» **PROBLEMAS**:
a. Enumera lo que, según el fragmento sobre la juventud del escritor, necesita el vampiro-lector que posea la prosa.
b. Reescribe el fragmento sobre la juventud del escritor empezando por "Pero ¿Cómo se" y siguiendo hasta "de Alejandro Nevski.", y pon "espíritus" en lugar de "vampiros".

**** FRAGMENTO DEL DOCUMENTO ****

Pero ¿Cómo se mide la juventud de un escritor? ¿Cómo se mide su
capacidad para transmitir vida a través de un texto? Es una pregunta
aparentemente fácil, pero la respuesta no figura, como cabría
esperar, en ningún carnet de identidad ni en ninguna partida de
nacimiento. La juventud de un escritor, su capacidad para transmitir
vida, es algo extraño porque una vez queda escrita la página,
entregada al editor y a los ojos de los lectores, lo que el autor
dejó escrito se convierte en una existencia que deja de
pertenecerle. Los lectores se transforman así en una especie de
vampiros al revés, que resucitan el texto y lo devuelven a la vida
cada vez que lo leen. De esta manera la vida se duplica. Dostoyevski,
monumento de escritores y modelo de buscadores de palabras, está más
muerto que muerto, como cuerpo, en el Monasterio de Alejandro Nevski.
Es una evidencia, una constatación indiscutible: ya no es nada más
que un cuerpo reducido a cenizas, polvoriento y olvidado, sin nada
que poder decir. Pero lo cierto es que lo resucitamos cada vez que
abrimos Crimen y castigo
y los personajes reanudan su danza, una danza interminable de
personajes de guardia. Aún así, también es verdad que no basta
solo con un mecánico abrir de páginas para volver a la vida un
texto. La página que resucita pasados los años debe tener una savia
incorruptible. El vampiro-lector, que espera su dosis de vida,
necesita que la prosa posea su propia mirada, su movimiento, la
desenvoltura imperfecta de esa inyección de fluidos que llamamos
vida. En realidad no es juventud lo que busca en el texto un
vampiro-lector. Realmente lo que busca es vigor. Por esta razón
podríamos sustituir, para ser justos, la palabra juventud por la
palabra vigor. Y Rafael Soler es de esos escritores vigorosos que,
como Dostoyevski, duplican la vida, nos marean como un fluido que
asciende por las venas del texto, y nos hace ser más nosotros siendo
otros, a través de sus personajes. De esta manera, deja la juventud
de ser un problema cronológico y pasa a ser un problema sanguíneo,
una cuestión del sistema circulatorio que se establece entre el
texto y el lector. Y es que Rafael Soler es un escritor básicamente
sanquíneo, circulatorio, transmisor de vida. Pero, a diferencia de
Dostoyevski, cuerpo olvidado, está también vivo fuera de la página
y todavía puede darnos más vida directamente de su cuerpo, a través
de sus palabras.

**** MATERIAL EXTRAÍDO ****

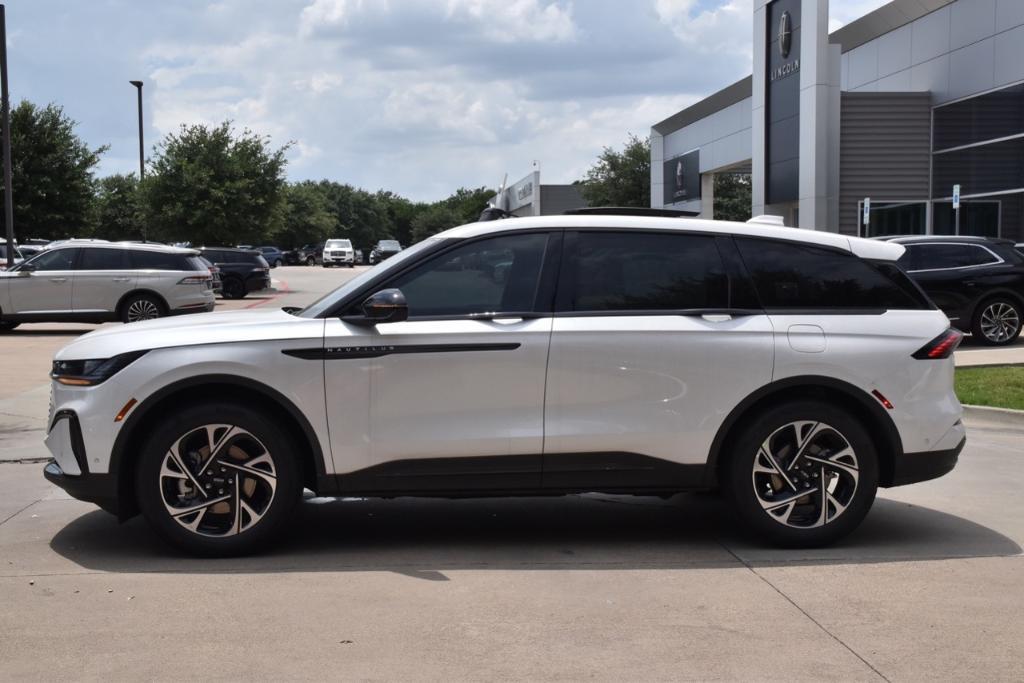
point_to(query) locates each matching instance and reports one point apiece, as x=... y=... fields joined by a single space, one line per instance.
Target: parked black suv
x=977 y=282
x=383 y=250
x=242 y=270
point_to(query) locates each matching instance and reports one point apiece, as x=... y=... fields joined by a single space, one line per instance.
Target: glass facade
x=978 y=143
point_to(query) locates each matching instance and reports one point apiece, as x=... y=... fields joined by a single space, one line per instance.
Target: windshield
x=328 y=301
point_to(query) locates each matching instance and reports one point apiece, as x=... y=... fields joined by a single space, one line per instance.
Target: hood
x=192 y=330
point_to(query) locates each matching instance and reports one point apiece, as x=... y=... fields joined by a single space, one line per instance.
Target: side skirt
x=551 y=474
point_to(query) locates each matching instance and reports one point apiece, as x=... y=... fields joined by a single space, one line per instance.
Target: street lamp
x=141 y=157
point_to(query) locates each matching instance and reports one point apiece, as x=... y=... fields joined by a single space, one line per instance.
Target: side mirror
x=384 y=306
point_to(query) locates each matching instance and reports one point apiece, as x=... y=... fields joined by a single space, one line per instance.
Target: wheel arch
x=880 y=425
x=139 y=422
x=135 y=292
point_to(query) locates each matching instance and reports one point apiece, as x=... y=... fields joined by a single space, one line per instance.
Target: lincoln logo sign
x=784 y=35
x=784 y=45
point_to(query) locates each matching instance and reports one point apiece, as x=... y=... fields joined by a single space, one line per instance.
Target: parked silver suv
x=90 y=282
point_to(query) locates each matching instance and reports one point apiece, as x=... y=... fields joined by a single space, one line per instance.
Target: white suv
x=798 y=371
x=95 y=281
x=338 y=252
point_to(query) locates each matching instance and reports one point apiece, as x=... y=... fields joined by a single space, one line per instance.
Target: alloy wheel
x=805 y=474
x=142 y=309
x=217 y=480
x=999 y=322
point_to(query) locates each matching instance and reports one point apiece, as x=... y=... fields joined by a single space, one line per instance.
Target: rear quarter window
x=791 y=275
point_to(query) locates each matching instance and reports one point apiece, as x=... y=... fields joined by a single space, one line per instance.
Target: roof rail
x=767 y=219
x=631 y=211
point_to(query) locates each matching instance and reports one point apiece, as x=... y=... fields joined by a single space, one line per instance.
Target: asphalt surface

****

» **RESPUESTAS COMPLETAS**:
a.
- Su propia mirada
- Su movimiento
- La desenvoltura imperfecta de esa inyección de fluidos que llamamos vida

b.
Pero ¿Cómo se mide la juventud de un escritor? ¿Cómo se mide su
capacidad para transmitir vida a través de un texto? Es una pregunta
aparentemente fácil, pero la respuesta no figura, como cabría
esperar, en ningún carnet de identidad ni en ninguna partida de
nacimiento. La juventud de un escritor, su capacidad para transmitir
vida, es algo extraño porque una vez queda escrita la página,
entregada al editor y a los ojos de los lectores, lo que el autor
dejó escrito se convierte en una existencia que deja de
pertenecerle. Los lectores se transforman así en una especie de
espíritus al revés, que resucitan el texto y lo devuelven a la vida
cada vez que lo leen. De esta manera la vida se duplica. Dostoyevski,
monumento de escritores y modelo de buscadores de palabras, está más
muerto que muerto, como cuerpo, en el Monasterio de Alejandro Nevski.